**Requirements:** Put every line of the rows below into a numbered list, dropping any blank lines and leaving out the pictures.

**Recorded data:**
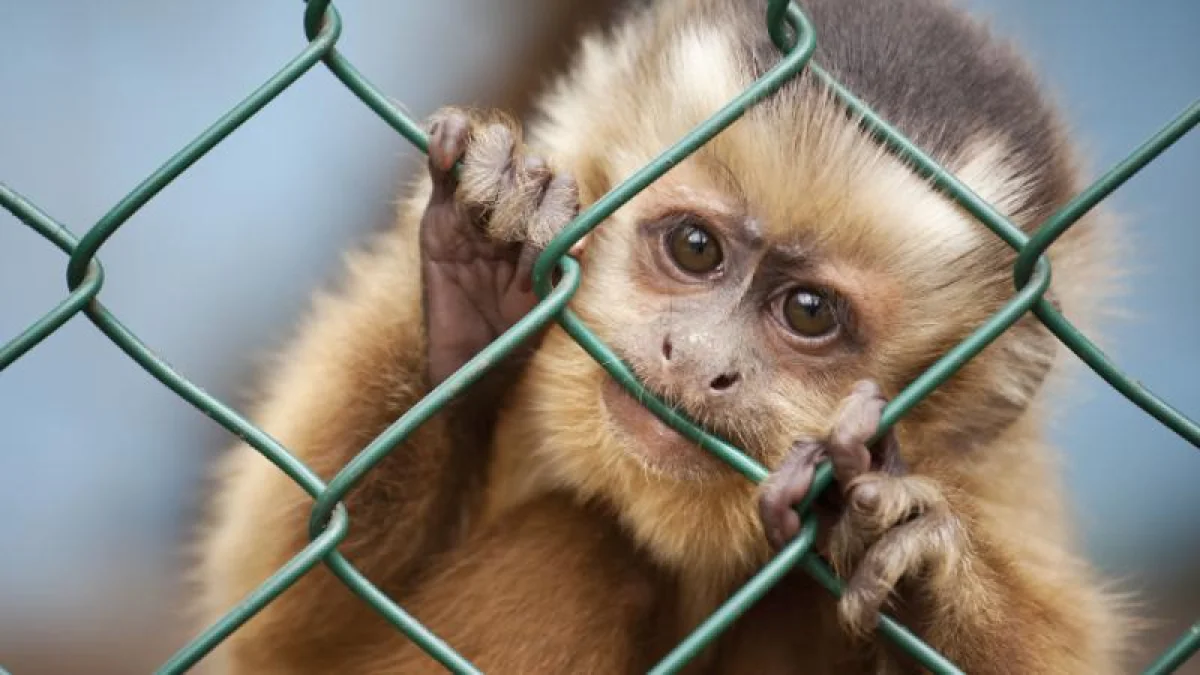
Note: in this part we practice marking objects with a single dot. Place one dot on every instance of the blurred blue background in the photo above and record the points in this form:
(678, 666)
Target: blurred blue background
(101, 467)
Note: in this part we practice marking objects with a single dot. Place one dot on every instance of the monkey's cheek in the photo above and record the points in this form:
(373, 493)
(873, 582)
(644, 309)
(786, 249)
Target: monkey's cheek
(652, 442)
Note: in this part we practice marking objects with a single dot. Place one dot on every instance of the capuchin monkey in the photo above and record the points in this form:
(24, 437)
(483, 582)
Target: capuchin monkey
(778, 286)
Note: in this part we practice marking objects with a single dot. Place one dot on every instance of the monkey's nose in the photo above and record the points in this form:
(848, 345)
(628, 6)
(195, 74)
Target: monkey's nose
(724, 383)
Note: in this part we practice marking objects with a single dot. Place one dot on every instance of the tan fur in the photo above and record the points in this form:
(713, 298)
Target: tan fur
(922, 275)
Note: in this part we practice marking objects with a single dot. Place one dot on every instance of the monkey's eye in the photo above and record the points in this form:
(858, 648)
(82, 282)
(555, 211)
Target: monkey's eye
(809, 314)
(694, 249)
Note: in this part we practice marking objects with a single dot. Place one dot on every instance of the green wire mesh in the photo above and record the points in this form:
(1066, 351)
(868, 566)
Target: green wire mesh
(793, 35)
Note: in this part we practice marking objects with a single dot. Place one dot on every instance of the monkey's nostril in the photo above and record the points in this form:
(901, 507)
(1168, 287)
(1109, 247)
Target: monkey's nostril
(724, 382)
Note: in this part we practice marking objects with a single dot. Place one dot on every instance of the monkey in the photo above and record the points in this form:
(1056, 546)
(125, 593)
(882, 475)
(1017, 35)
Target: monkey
(779, 286)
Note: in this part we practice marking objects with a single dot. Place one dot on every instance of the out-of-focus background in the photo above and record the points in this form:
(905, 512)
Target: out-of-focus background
(102, 469)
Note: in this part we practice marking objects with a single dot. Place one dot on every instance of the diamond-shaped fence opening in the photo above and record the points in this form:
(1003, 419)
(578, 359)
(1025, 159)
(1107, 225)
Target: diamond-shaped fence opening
(793, 35)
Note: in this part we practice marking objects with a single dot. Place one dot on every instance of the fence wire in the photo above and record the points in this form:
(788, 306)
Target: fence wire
(793, 35)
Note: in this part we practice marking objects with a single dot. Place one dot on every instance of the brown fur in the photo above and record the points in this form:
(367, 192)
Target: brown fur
(921, 275)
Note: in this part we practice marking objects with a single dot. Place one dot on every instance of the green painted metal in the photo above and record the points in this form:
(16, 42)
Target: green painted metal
(793, 35)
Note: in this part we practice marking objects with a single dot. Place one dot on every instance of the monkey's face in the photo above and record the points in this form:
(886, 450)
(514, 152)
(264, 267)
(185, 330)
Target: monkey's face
(756, 281)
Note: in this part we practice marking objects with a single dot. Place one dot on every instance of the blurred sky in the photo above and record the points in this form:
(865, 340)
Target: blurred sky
(101, 467)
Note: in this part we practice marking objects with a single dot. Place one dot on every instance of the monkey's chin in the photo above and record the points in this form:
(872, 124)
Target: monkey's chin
(653, 443)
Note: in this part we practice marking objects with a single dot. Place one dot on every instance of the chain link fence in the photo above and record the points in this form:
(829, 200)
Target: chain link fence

**Final result:**
1. Note: in this part we practice marking objects with a single dot. Place one dot on every instance of the blurred blue background in the photo above and record the points in this form:
2. (678, 666)
3. Target: blurred blue background
4. (101, 467)
5. Note: in this part we practice marking objects with a single dot. Place one dot on every instance of the monkey's cheek in the photo above and record the points in this form:
6. (373, 493)
7. (873, 582)
8. (644, 309)
9. (786, 249)
10. Target: monkey's cheek
11. (652, 442)
12. Note: in this part we practice marking objects with a single dot. Place one dot on every instance of the capuchin monkey in the photo above and record the points in this form:
13. (24, 437)
14. (483, 582)
15. Target: capuchin monkey
16. (778, 286)
17. Note: in this part we practice marking objects with a single dot. Place one dot on every instance of the monkey's nose in the photo above and record the points in this form:
18. (848, 345)
19. (628, 6)
20. (195, 74)
21. Target: monkey's nose
22. (724, 383)
23. Note: in this part we practice marking objects with a single dot. Place one dot on every instance of the tan fur in the photo above and record the points in this form:
24. (713, 298)
25. Target: tan fur
26. (922, 275)
27. Note: in this part we practice marking objects with a single dot. Place one dot on every instance of the monkey's eye in the photo above and record the points in this form:
28. (858, 648)
29. (82, 282)
30. (555, 211)
31. Target: monkey's eye
32. (809, 314)
33. (694, 249)
34. Note: in this part we practice marking objects with a single dot. Place one dot on every instance of the green wire mesh in the photo above and record the points in this form:
35. (1066, 351)
36. (868, 566)
37. Target: green wire mesh
38. (793, 35)
39. Note: in this part we practice marking objects with a single dot. Place one dot on every instance of the monkey's nostril in the photo above and record the points in this form:
40. (901, 507)
41. (1168, 287)
42. (1109, 247)
43. Target: monkey's nostril
44. (724, 382)
45. Note: in this part we practice marking objects with a single dot. Place one dot on every instance of the monkey in the photo above and record the points in this form:
46. (1056, 546)
47. (125, 593)
48. (882, 475)
49. (1017, 35)
50. Target: monkey
51. (779, 286)
52. Note: in this part we practice marking objects with a single dot. Place one dot on every instance of the out-of-focus background in the photo above and record the points in this form:
53. (905, 512)
54. Target: out-of-focus background
55. (102, 469)
56. Note: in this part we practice marking objects with a single dot. Place one dot on every instance of the diamond-shaped fence opening in the photo above and record the points in this form:
57. (1003, 419)
58. (578, 359)
59. (1025, 159)
60. (1107, 225)
61. Target: diamond-shaped fence opening
62. (793, 35)
63. Note: in this part we practice marking objects with a single dot. Place one dot on every instance of the fence wire in the photo above and record the points in this form:
64. (788, 306)
65. Target: fence wire
66. (793, 35)
67. Note: in this part we practice marking objects with a single dot. Place one dot on every instance of the brown fur in the photo above and record the points in this form:
68. (367, 192)
69. Target: brown fur
70. (921, 275)
71. Note: in this part we practice marking objects with a single dot. Place one dot on every instance of the green painted metal in the photo above and record the points in this form:
72. (16, 42)
73. Target: green painted metal
74. (793, 35)
75. Note: in this part we practice marking objects with a single dot. Place one dot on every instance of the monkey's face in the photo above and record the points in this form:
76. (886, 450)
77. (514, 152)
78. (264, 267)
79. (185, 330)
80. Target: monkey's face
81. (756, 281)
82. Note: in this part we practice marking objects with a single dot. Place one dot on every instance of the blurred sky in the photo above and record the points in this form:
83. (865, 340)
84. Target: blurred sky
85. (101, 467)
86. Note: in this part we practice marking objects with a single dot. Place one dot on every instance of the monkey's chin in the photo above and record the points in this form:
87. (872, 124)
88. Target: monkey's chin
89. (653, 443)
90. Note: in this part we practice marking objects with a single dot. Place one dot on every instance of the chain link fence in the photo above and record the points in this form:
91. (829, 200)
92. Target: chain link fence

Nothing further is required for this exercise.